---------- Data provided

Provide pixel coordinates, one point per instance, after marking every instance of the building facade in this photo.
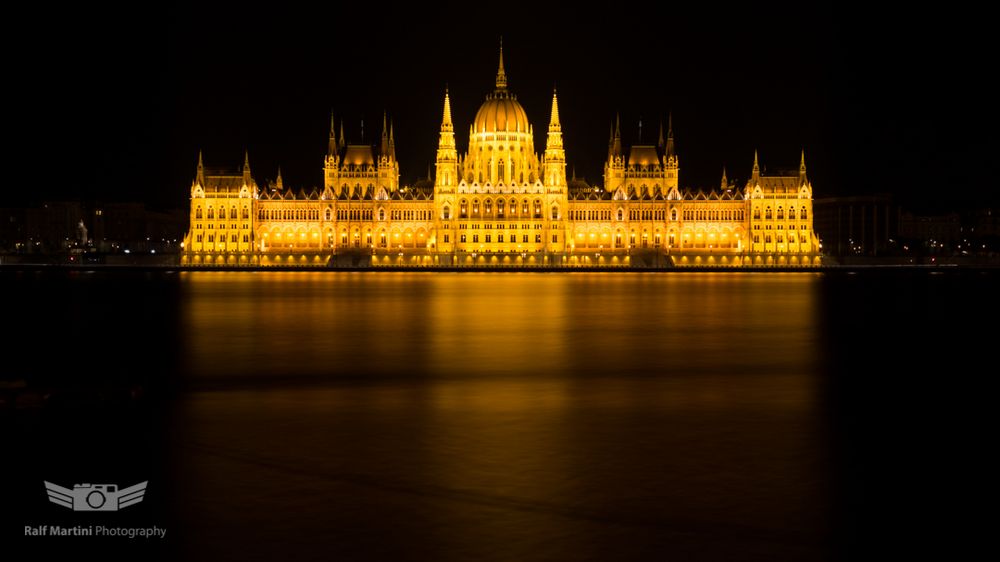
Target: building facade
(500, 204)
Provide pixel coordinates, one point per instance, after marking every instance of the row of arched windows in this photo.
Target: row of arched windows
(406, 215)
(768, 214)
(290, 214)
(222, 212)
(713, 214)
(501, 208)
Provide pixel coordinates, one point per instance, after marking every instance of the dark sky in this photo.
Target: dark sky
(118, 109)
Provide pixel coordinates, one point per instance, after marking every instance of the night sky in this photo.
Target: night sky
(112, 110)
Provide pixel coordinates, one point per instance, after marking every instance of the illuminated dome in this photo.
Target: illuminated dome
(501, 112)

--------------------

• **Exercise aim**:
Drop the images; restate the listing exactly.

• **Answer to the problem**:
Provide pixel coordinates, one point per instance, after marking every instance of the building facade in this photo.
Target: building facade
(500, 204)
Provide pixel coordinates, one point per instance, after marking every instance of the row of arched windows in this photo.
Target: row of arched windows
(406, 215)
(768, 214)
(290, 214)
(222, 212)
(713, 214)
(501, 208)
Provide pixel coordinates, one point per instance, after marking every instance of the dark sky in this photo.
Target: dark sky
(118, 109)
Provide pixel coordinates, one point per instance, after marking every instance of the night sky in this photo.
Target: night sky
(112, 110)
Provide pixel coordinates, one point per instance, after marking every instance of the illuminated dome in this photo.
Target: illuminated dome
(501, 112)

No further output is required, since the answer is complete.